Object outline annotations
════════════════════

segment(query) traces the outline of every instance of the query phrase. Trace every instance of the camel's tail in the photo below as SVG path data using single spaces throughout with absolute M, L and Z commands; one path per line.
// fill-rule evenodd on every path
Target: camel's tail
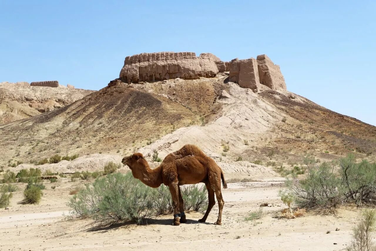
M 224 176 L 223 175 L 223 172 L 222 170 L 221 170 L 221 178 L 222 179 L 222 185 L 223 186 L 223 188 L 226 189 L 227 188 L 227 183 L 224 180 Z

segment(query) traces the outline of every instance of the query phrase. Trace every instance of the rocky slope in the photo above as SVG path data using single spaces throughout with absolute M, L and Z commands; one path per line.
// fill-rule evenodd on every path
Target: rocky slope
M 94 91 L 49 82 L 0 83 L 0 124 L 64 107 Z
M 152 83 L 117 79 L 60 109 L 0 126 L 0 165 L 78 153 L 89 156 L 76 161 L 81 164 L 62 163 L 61 170 L 92 170 L 101 165 L 85 160 L 95 158 L 91 155 L 116 156 L 98 157 L 104 163 L 138 151 L 151 161 L 155 150 L 163 158 L 188 143 L 214 158 L 229 178 L 278 176 L 281 166 L 302 165 L 307 156 L 331 161 L 352 153 L 374 160 L 376 127 L 285 89 L 279 67 L 269 62 L 273 70 L 259 70 L 266 58 L 249 60 L 259 83 L 253 89 L 232 82 L 230 71 Z

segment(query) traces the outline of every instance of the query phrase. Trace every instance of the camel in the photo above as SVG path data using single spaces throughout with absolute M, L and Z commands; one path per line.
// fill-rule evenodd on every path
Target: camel
M 199 221 L 205 222 L 215 204 L 214 193 L 219 208 L 218 219 L 214 224 L 222 224 L 222 211 L 224 201 L 221 191 L 221 179 L 224 188 L 227 188 L 223 172 L 211 158 L 207 156 L 194 145 L 185 145 L 180 150 L 170 153 L 158 167 L 152 169 L 142 153 L 136 153 L 124 157 L 122 161 L 129 167 L 133 176 L 145 185 L 156 188 L 162 183 L 168 187 L 174 207 L 172 225 L 177 226 L 186 222 L 184 204 L 179 186 L 205 183 L 209 199 L 208 209 Z M 179 219 L 180 217 L 180 219 Z

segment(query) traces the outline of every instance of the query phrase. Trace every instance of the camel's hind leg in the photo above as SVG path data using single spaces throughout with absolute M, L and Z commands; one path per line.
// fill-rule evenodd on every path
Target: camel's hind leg
M 174 207 L 174 221 L 173 225 L 178 226 L 180 225 L 179 220 L 179 186 L 177 182 L 171 183 L 168 186 L 172 198 L 172 205 Z
M 215 195 L 217 196 L 217 200 L 218 202 L 218 207 L 219 208 L 219 213 L 218 213 L 218 219 L 217 222 L 214 224 L 217 225 L 222 224 L 222 211 L 223 209 L 223 205 L 224 205 L 224 201 L 222 197 L 222 192 L 221 191 L 221 183 L 220 182 L 218 186 L 219 189 L 215 190 Z
M 179 209 L 180 211 L 180 223 L 185 223 L 187 222 L 185 218 L 185 214 L 184 213 L 184 201 L 183 200 L 183 196 L 182 196 L 182 191 L 180 187 L 178 186 L 179 191 Z
M 204 215 L 204 217 L 202 217 L 202 219 L 199 220 L 199 221 L 200 222 L 205 222 L 206 221 L 206 218 L 208 218 L 208 216 L 209 215 L 209 213 L 210 213 L 210 211 L 211 210 L 213 206 L 215 204 L 215 200 L 214 199 L 214 191 L 213 190 L 213 189 L 210 186 L 210 184 L 209 184 L 208 181 L 206 182 L 205 184 L 205 185 L 206 187 L 206 189 L 208 190 L 208 197 L 209 201 L 209 204 L 208 205 L 208 209 L 206 209 L 206 212 L 205 213 L 205 215 Z

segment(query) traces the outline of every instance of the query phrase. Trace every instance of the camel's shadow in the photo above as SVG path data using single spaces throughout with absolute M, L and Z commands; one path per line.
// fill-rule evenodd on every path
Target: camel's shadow
M 138 225 L 140 226 L 147 226 L 147 225 L 172 225 L 173 220 L 172 219 L 145 219 L 143 222 Z M 209 224 L 210 223 L 207 222 L 200 222 L 195 220 L 191 220 L 187 219 L 187 221 L 185 223 L 181 223 L 180 225 L 184 224 Z M 116 229 L 122 227 L 129 227 L 131 225 L 134 225 L 137 224 L 137 222 L 134 221 L 127 221 L 121 223 L 117 223 L 109 225 L 97 225 L 89 228 L 86 230 L 87 232 L 93 232 L 97 231 L 103 231 L 107 232 L 112 229 Z

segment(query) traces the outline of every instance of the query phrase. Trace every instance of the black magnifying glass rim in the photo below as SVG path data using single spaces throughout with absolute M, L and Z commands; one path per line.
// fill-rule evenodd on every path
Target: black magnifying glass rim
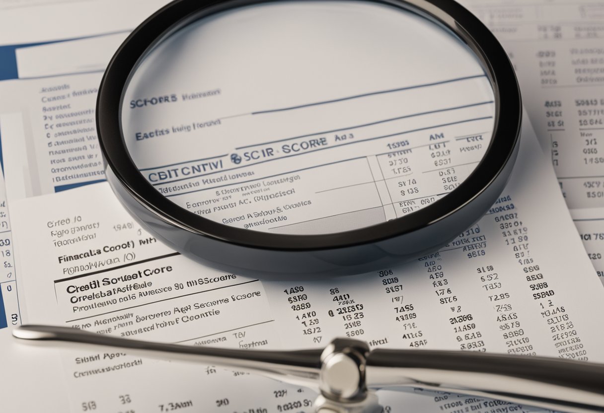
M 400 218 L 371 226 L 326 234 L 272 234 L 230 226 L 197 215 L 169 200 L 144 178 L 126 146 L 121 114 L 131 76 L 150 50 L 176 30 L 199 19 L 237 7 L 284 2 L 283 0 L 175 0 L 135 29 L 112 58 L 99 88 L 97 129 L 106 167 L 111 168 L 132 197 L 162 221 L 216 240 L 265 249 L 325 250 L 373 243 L 420 230 L 467 206 L 503 173 L 519 141 L 520 91 L 506 52 L 477 18 L 452 0 L 361 1 L 414 13 L 452 32 L 475 53 L 491 83 L 495 97 L 491 141 L 467 179 L 442 198 Z

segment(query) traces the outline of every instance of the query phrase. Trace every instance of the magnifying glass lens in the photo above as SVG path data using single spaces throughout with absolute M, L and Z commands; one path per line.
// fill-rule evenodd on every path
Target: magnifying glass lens
M 131 74 L 121 122 L 137 168 L 182 208 L 324 234 L 446 197 L 486 153 L 495 101 L 475 54 L 414 13 L 284 1 L 161 39 Z

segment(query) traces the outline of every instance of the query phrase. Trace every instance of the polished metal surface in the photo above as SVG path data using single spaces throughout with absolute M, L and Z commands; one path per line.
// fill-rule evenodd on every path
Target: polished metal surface
M 128 340 L 73 328 L 25 325 L 28 341 L 109 345 L 131 354 L 220 365 L 321 391 L 323 413 L 381 411 L 372 391 L 421 388 L 572 413 L 604 412 L 604 365 L 562 359 L 432 350 L 376 350 L 336 339 L 323 351 L 237 350 Z

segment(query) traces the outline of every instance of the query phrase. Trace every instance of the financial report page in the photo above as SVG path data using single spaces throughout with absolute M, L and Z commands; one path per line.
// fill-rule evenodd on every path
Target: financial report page
M 21 388 L 27 371 L 32 370 L 36 371 L 36 380 L 27 391 L 43 389 L 50 401 L 49 407 L 40 400 L 40 411 L 54 408 L 56 411 L 123 413 L 308 412 L 316 397 L 307 389 L 240 371 L 135 357 L 109 348 L 24 350 L 23 345 L 8 344 L 5 333 L 13 314 L 18 315 L 16 324 L 22 318 L 23 322 L 188 345 L 322 348 L 332 338 L 344 336 L 365 341 L 372 348 L 471 350 L 604 362 L 597 316 L 604 289 L 592 265 L 599 262 L 593 258 L 598 256 L 594 249 L 601 248 L 597 242 L 602 237 L 597 234 L 602 231 L 593 231 L 591 224 L 581 226 L 586 220 L 602 216 L 599 210 L 583 208 L 597 205 L 591 205 L 591 198 L 579 196 L 575 206 L 581 206 L 581 211 L 574 211 L 571 219 L 551 157 L 543 155 L 528 120 L 524 123 L 513 174 L 486 216 L 439 251 L 404 265 L 321 281 L 266 281 L 204 267 L 159 243 L 127 214 L 103 182 L 94 127 L 103 68 L 137 22 L 82 35 L 75 30 L 59 33 L 66 30 L 62 27 L 53 40 L 64 41 L 15 47 L 16 75 L 0 82 L 0 92 L 11 97 L 10 101 L 0 103 L 8 197 L 7 210 L 0 212 L 4 211 L 7 218 L 1 224 L 3 230 L 14 232 L 2 234 L 6 272 L 0 274 L 4 277 L 0 298 L 10 309 L 4 318 L 7 328 L 0 330 L 7 351 L 0 357 L 2 365 L 10 366 L 14 377 L 22 380 L 2 378 L 3 388 L 11 390 L 7 400 L 2 401 L 7 406 L 16 411 L 21 406 L 36 405 L 32 400 L 22 401 L 27 393 Z M 25 39 L 22 43 L 40 40 L 21 36 Z M 91 50 L 96 51 L 86 53 Z M 40 64 L 55 54 L 63 57 L 59 60 L 61 64 Z M 242 228 L 247 225 L 275 230 L 275 224 L 300 224 L 359 211 L 371 211 L 363 213 L 370 222 L 396 217 L 421 206 L 422 200 L 431 202 L 452 190 L 444 185 L 454 185 L 454 177 L 463 179 L 466 164 L 474 162 L 472 157 L 484 149 L 483 139 L 488 139 L 492 120 L 487 112 L 476 115 L 475 110 L 487 108 L 492 102 L 464 93 L 469 82 L 480 85 L 483 81 L 475 73 L 463 73 L 449 79 L 401 83 L 390 89 L 420 87 L 367 98 L 376 102 L 396 100 L 397 114 L 373 113 L 366 106 L 355 106 L 367 101 L 350 99 L 341 102 L 341 107 L 362 112 L 367 118 L 345 124 L 337 118 L 338 110 L 316 105 L 303 110 L 314 111 L 313 115 L 329 115 L 322 121 L 324 127 L 315 130 L 321 132 L 316 136 L 303 136 L 308 132 L 301 129 L 278 135 L 283 132 L 280 130 L 275 134 L 277 138 L 270 142 L 259 141 L 260 144 L 250 148 L 241 147 L 244 144 L 230 147 L 228 156 L 221 156 L 221 152 L 213 159 L 184 159 L 178 167 L 163 166 L 175 163 L 167 162 L 141 168 L 147 170 L 149 181 L 158 180 L 158 191 L 178 194 L 184 207 L 188 203 L 194 211 L 215 214 L 220 221 L 233 220 L 230 223 Z M 210 101 L 229 91 L 227 84 L 217 84 L 179 94 L 176 98 L 184 103 Z M 313 96 L 306 101 L 359 94 L 344 92 Z M 464 100 L 443 101 L 443 95 L 455 94 L 463 95 Z M 132 100 L 136 106 L 137 99 Z M 526 118 L 534 120 L 530 100 Z M 182 116 L 190 120 L 170 124 L 166 130 L 173 136 L 186 137 L 186 124 L 191 130 L 199 127 L 208 131 L 253 126 L 260 117 L 293 117 L 301 112 L 252 114 L 300 104 L 295 100 L 249 106 L 239 112 L 248 115 L 230 120 L 221 119 L 221 114 L 197 120 L 195 112 L 187 111 L 184 105 Z M 155 129 L 135 131 L 134 144 L 161 138 L 144 136 L 152 131 L 155 134 Z M 539 127 L 536 129 L 542 146 L 542 134 Z M 141 133 L 138 140 L 137 132 Z M 341 172 L 336 174 L 341 182 L 336 185 L 321 187 L 320 174 L 303 170 L 303 165 L 296 163 L 303 156 L 286 158 L 295 150 L 359 141 L 342 146 L 342 150 L 346 149 L 336 170 Z M 379 144 L 370 143 L 376 142 Z M 272 155 L 266 158 L 275 159 L 271 162 L 281 162 L 281 176 L 271 177 L 262 169 L 271 162 L 258 163 L 269 149 Z M 316 164 L 329 172 L 333 165 L 326 164 L 320 155 L 328 150 L 331 149 L 304 156 L 315 156 Z M 413 151 L 429 161 L 424 169 L 409 164 L 413 161 L 408 155 Z M 231 158 L 233 153 L 240 159 Z M 216 171 L 212 168 L 219 166 L 220 171 L 213 173 Z M 234 168 L 237 169 L 223 170 Z M 351 174 L 346 168 L 365 171 L 365 180 L 348 182 Z M 187 175 L 186 181 L 176 181 L 184 178 L 176 176 L 183 171 L 196 173 Z M 211 174 L 205 176 L 206 173 Z M 436 177 L 434 181 L 426 178 L 431 174 Z M 307 185 L 309 181 L 312 185 Z M 332 207 L 329 199 L 355 199 L 356 193 L 338 192 L 352 184 L 366 191 L 363 202 L 367 205 L 347 202 L 344 205 L 354 208 L 327 211 Z M 313 190 L 305 193 L 309 187 Z M 203 191 L 192 191 L 202 188 L 203 197 L 195 195 Z M 288 191 L 257 201 L 266 207 L 239 203 Z M 570 193 L 566 193 L 568 202 Z M 289 201 L 288 197 L 296 199 Z M 214 210 L 235 200 L 242 205 L 240 212 Z M 312 210 L 309 204 L 291 207 L 305 201 L 314 202 L 318 209 Z M 289 211 L 280 215 L 287 216 L 287 220 L 271 222 L 274 216 L 262 212 L 277 208 Z M 304 211 L 311 212 L 301 212 Z M 262 213 L 254 216 L 259 212 Z M 240 216 L 243 219 L 237 220 Z M 297 228 L 313 230 L 308 224 Z M 586 247 L 588 254 L 582 240 L 591 246 Z M 14 277 L 17 281 L 11 279 Z M 10 290 L 9 285 L 13 286 Z M 56 357 L 41 357 L 42 351 Z M 526 406 L 475 397 L 414 394 L 421 392 L 381 392 L 380 397 L 389 412 L 532 411 Z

════════════════════

*Written request*:
Give the lines from the one containing "of the financial" up to and including the one containing "Target: financial report page" as a numbered list, leaving out any blank lines.

*The completed task*:
1. segment(query) traces the outline of every instance of the query phrase. Trace every instance of the financial report page in the photo above as SVG path data using single spaces throughout with absolute M, L and Z commands; one path per line.
2. // fill-rule evenodd on every path
3. Target: financial report page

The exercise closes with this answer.